> [SUPPLIED RECORDS]:
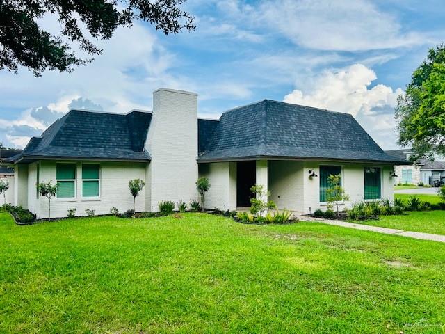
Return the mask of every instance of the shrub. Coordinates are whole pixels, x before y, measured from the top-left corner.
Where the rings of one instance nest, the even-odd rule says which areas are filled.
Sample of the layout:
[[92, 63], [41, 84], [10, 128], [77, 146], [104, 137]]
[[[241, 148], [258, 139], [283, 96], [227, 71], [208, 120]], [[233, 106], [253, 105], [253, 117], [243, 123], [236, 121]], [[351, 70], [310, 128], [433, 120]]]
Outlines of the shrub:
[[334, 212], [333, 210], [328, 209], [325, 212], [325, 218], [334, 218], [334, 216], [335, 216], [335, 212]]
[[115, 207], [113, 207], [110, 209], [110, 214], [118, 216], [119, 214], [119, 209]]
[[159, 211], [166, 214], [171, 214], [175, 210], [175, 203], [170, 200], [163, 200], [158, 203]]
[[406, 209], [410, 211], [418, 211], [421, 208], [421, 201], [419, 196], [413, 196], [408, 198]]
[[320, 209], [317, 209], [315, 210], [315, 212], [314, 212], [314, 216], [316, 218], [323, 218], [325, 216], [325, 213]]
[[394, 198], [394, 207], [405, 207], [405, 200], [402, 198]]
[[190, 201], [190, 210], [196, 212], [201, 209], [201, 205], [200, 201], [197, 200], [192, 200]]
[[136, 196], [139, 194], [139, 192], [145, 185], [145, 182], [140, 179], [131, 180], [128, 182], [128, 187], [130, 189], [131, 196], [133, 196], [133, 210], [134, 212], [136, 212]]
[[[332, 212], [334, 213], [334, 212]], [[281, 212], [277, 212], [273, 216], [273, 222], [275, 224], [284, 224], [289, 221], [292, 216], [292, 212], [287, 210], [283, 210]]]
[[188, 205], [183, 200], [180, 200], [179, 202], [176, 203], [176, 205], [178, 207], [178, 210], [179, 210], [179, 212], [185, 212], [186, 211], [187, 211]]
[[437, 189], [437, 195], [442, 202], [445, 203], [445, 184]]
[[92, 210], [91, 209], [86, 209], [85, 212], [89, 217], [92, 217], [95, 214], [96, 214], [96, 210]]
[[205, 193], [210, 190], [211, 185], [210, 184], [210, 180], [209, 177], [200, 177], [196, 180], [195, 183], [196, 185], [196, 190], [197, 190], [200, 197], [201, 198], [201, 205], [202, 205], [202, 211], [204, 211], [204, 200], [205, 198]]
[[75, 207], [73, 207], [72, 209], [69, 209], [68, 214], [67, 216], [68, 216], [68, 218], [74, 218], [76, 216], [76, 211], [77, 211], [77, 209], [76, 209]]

> [WHAT YOU WILL DO]: Reproduce the entire listing above word for word, leaving out the picture.

> [EXERCISE RESPONSE]:
Return the mask of every instance of the shrub. Coordinates are whole pixels, x before y, measured from the top-left corner.
Where the rings of one instance nest, the even-odd rule says which areas are filled.
Sample of the layout:
[[92, 63], [41, 84], [10, 128], [77, 146], [104, 137]]
[[[241, 148], [258, 139], [283, 96], [227, 71], [208, 120]], [[233, 106], [253, 105], [253, 117], [243, 123], [236, 121]], [[351, 70], [310, 128], [433, 120]]]
Outlines of the shrub:
[[334, 212], [333, 210], [328, 209], [325, 212], [325, 218], [334, 218], [334, 216], [335, 216], [335, 212]]
[[115, 207], [113, 207], [110, 209], [110, 214], [118, 216], [119, 214], [119, 209]]
[[159, 211], [166, 214], [171, 214], [175, 210], [175, 203], [170, 200], [163, 200], [158, 203]]
[[406, 209], [410, 211], [418, 211], [421, 208], [421, 201], [419, 196], [413, 196], [408, 198]]
[[320, 209], [317, 209], [315, 210], [315, 212], [314, 212], [314, 216], [316, 218], [323, 218], [325, 216], [325, 213]]
[[394, 198], [394, 207], [405, 207], [405, 200], [402, 198]]
[[190, 201], [190, 210], [196, 212], [201, 209], [201, 205], [200, 201], [197, 200], [192, 200]]
[[136, 196], [139, 194], [139, 192], [145, 185], [145, 182], [140, 179], [131, 180], [128, 182], [128, 187], [130, 189], [131, 196], [133, 196], [133, 210], [134, 212], [136, 212]]
[[[332, 212], [334, 213], [334, 212]], [[281, 212], [277, 212], [273, 216], [273, 222], [275, 224], [284, 224], [289, 221], [292, 216], [292, 212], [287, 210], [283, 210]]]
[[188, 205], [183, 200], [180, 200], [179, 202], [176, 203], [176, 205], [178, 207], [178, 210], [179, 210], [179, 212], [185, 212], [186, 211], [187, 211]]
[[437, 189], [437, 195], [442, 202], [445, 203], [445, 184]]
[[92, 210], [91, 209], [86, 209], [85, 212], [89, 217], [92, 217], [95, 214], [96, 214], [96, 210]]
[[205, 193], [210, 190], [211, 185], [210, 184], [210, 180], [209, 177], [200, 177], [196, 180], [195, 183], [196, 185], [196, 190], [197, 190], [200, 197], [201, 198], [201, 205], [202, 205], [202, 211], [204, 211], [204, 200], [205, 198]]
[[75, 207], [73, 207], [72, 209], [69, 209], [68, 214], [67, 216], [68, 216], [68, 218], [74, 218], [76, 216], [76, 211], [77, 211], [77, 209], [76, 209]]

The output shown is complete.